[Records to process]
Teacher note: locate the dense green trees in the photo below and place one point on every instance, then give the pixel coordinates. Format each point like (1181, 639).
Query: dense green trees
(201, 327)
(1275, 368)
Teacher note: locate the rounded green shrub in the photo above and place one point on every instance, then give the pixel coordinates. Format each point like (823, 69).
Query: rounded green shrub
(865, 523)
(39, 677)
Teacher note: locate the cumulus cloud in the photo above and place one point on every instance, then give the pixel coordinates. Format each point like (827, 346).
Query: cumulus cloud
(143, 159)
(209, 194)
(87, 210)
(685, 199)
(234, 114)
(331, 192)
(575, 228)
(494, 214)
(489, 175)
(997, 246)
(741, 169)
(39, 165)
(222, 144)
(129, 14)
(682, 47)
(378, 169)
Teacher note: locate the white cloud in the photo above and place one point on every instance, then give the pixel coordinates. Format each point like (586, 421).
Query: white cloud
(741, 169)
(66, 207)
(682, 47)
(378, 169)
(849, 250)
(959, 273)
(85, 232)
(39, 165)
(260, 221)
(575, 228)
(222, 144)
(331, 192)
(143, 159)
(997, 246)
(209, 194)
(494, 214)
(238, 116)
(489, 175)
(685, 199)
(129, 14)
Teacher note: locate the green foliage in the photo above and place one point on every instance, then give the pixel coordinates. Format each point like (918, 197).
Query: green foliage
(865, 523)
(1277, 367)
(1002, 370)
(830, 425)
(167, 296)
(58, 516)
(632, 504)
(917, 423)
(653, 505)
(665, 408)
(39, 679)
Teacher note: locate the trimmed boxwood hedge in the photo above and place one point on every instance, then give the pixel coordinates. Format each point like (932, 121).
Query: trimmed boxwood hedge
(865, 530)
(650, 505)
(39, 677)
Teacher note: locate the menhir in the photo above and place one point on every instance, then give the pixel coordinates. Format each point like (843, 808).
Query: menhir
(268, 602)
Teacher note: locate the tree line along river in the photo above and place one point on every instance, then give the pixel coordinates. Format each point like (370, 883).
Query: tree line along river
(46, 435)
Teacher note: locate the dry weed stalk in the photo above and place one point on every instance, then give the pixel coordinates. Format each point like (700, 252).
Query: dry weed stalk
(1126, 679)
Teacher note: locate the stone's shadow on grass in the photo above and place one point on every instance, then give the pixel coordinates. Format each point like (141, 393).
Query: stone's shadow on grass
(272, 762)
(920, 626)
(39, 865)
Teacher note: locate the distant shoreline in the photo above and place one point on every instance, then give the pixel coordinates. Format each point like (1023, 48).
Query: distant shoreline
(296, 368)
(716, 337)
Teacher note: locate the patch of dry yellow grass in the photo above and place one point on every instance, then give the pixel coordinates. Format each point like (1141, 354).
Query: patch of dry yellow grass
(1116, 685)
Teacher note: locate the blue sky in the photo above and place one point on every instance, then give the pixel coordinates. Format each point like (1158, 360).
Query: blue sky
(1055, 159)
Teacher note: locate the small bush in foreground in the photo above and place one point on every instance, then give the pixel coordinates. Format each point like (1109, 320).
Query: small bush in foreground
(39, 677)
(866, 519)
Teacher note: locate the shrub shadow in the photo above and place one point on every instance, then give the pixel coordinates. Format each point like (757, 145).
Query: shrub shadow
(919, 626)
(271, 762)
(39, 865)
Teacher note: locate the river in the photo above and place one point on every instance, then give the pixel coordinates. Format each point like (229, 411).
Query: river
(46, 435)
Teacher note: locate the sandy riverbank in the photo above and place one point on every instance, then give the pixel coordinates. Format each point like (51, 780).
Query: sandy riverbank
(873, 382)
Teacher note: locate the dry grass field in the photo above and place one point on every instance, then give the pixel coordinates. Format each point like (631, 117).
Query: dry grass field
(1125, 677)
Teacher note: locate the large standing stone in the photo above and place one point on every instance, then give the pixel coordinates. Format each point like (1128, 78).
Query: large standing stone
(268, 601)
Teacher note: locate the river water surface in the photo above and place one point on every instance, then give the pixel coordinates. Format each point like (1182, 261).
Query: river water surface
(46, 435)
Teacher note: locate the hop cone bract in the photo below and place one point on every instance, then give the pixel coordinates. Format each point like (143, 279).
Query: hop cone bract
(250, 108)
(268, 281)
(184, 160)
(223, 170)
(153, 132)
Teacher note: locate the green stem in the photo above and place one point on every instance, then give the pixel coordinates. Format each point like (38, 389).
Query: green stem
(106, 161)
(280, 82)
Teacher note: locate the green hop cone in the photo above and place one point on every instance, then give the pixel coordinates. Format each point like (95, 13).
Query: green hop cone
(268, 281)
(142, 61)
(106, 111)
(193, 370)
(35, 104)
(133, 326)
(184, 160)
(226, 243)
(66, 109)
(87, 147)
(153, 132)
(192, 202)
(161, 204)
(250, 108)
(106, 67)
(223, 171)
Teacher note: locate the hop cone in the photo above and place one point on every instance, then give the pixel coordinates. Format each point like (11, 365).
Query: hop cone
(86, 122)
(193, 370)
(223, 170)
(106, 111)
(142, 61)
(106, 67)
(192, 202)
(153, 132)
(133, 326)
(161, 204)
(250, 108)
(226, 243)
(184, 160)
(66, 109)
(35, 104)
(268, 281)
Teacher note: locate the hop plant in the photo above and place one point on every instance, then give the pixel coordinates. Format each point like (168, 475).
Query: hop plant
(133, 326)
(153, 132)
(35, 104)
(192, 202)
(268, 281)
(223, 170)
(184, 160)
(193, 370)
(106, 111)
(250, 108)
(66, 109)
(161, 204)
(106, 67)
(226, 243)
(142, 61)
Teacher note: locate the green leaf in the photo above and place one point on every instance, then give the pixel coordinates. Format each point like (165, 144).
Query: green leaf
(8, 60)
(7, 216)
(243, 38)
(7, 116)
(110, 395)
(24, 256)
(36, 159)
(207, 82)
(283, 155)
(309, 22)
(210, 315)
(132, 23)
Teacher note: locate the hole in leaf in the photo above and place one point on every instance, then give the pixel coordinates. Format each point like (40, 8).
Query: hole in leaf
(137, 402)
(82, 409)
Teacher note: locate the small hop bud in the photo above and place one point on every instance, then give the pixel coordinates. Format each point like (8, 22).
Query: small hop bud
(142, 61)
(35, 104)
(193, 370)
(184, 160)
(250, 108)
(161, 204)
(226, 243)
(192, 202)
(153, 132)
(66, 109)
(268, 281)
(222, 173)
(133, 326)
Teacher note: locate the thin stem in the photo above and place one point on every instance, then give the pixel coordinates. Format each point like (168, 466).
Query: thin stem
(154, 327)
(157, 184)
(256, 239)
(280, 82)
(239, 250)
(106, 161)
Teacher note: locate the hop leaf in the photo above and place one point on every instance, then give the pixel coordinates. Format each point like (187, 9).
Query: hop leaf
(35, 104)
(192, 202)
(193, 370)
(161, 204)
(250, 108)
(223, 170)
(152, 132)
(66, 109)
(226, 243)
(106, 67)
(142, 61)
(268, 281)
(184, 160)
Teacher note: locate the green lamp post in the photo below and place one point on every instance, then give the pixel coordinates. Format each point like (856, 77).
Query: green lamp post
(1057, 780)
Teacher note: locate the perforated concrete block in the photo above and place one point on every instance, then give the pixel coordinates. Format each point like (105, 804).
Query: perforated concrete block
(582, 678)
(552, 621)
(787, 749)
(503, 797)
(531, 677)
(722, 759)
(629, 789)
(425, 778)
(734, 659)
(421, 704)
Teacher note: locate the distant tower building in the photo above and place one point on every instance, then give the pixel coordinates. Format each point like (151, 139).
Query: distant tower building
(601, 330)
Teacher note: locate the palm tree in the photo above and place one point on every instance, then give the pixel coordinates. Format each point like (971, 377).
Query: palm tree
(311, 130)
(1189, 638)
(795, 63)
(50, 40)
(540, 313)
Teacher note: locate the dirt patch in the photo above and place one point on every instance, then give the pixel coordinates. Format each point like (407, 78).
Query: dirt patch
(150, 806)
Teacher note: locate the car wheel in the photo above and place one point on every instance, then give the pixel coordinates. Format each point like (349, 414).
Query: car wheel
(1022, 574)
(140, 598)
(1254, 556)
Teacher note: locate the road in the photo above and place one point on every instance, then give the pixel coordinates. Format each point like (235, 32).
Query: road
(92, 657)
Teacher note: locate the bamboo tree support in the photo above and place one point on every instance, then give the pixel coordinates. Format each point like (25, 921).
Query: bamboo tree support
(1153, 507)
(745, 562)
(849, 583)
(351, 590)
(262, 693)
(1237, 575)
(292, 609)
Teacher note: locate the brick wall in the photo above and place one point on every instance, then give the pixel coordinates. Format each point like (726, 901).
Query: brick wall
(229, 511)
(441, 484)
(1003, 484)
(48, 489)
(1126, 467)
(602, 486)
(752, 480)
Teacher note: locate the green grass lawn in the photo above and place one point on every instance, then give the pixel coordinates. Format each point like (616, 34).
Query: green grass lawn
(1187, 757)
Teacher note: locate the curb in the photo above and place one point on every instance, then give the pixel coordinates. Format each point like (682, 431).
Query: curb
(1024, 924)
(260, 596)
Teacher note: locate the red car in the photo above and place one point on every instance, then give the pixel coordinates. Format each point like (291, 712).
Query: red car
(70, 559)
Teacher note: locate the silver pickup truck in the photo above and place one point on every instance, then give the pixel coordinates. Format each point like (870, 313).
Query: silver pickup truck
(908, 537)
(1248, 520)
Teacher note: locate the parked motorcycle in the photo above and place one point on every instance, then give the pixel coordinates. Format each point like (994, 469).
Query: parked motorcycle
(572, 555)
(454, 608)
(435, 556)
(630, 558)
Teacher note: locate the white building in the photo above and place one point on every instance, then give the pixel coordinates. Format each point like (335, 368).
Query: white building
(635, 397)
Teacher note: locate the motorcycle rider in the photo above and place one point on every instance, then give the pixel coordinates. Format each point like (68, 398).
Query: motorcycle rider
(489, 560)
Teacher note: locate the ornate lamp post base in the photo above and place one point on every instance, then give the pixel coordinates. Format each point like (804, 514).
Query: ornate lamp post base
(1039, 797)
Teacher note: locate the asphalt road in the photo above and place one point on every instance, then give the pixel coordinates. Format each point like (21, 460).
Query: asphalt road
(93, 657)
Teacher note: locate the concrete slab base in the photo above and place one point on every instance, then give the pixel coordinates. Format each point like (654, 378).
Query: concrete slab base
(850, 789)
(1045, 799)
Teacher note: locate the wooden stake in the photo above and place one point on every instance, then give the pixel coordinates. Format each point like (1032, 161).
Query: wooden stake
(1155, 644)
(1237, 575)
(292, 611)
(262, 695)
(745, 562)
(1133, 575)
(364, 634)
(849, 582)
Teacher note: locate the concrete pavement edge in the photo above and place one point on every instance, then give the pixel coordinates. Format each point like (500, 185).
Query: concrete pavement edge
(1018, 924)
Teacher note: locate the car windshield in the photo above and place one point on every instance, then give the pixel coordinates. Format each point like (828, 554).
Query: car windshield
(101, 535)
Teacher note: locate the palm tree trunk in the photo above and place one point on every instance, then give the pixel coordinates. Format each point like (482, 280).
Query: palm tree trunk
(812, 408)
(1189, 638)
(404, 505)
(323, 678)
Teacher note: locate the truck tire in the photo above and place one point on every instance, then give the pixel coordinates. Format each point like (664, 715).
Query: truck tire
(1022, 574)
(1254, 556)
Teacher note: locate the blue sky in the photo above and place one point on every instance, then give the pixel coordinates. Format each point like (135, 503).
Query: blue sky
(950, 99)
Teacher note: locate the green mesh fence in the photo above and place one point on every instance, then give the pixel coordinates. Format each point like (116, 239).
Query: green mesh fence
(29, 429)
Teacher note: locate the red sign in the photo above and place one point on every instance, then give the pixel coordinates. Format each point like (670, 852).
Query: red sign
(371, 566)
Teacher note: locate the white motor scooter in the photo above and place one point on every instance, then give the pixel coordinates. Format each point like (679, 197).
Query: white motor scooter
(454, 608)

[Task] Copy the lines of the records above word for word, from the line containing "Teacher note: locate the motorcycle" up to and including the line containing "(1045, 799)".

[Written answer]
Teacher note: locate the motorcycle rider in the photo above and place one point on every instance, then give the pixel coordinates. Format each point like (68, 398).
Query: motorcycle rider
(489, 560)
Teacher note: locate the ornate lamp post base in the photo above and place one point on every instance, then give the pixel coordinates. Format each point like (804, 514).
Query: ornate lamp post base
(1039, 797)
Teacher note: locate the asphalt road in the photo above and place one point on every instance, then give the pixel coordinates. Format each point like (21, 460).
Query: asphalt road
(93, 657)
Teacher note: locate the concrete slab base in the photo above and place one point on every instance, then give the pixel coordinates. Format each point like (654, 378).
Query: concrete slab base
(850, 789)
(1045, 799)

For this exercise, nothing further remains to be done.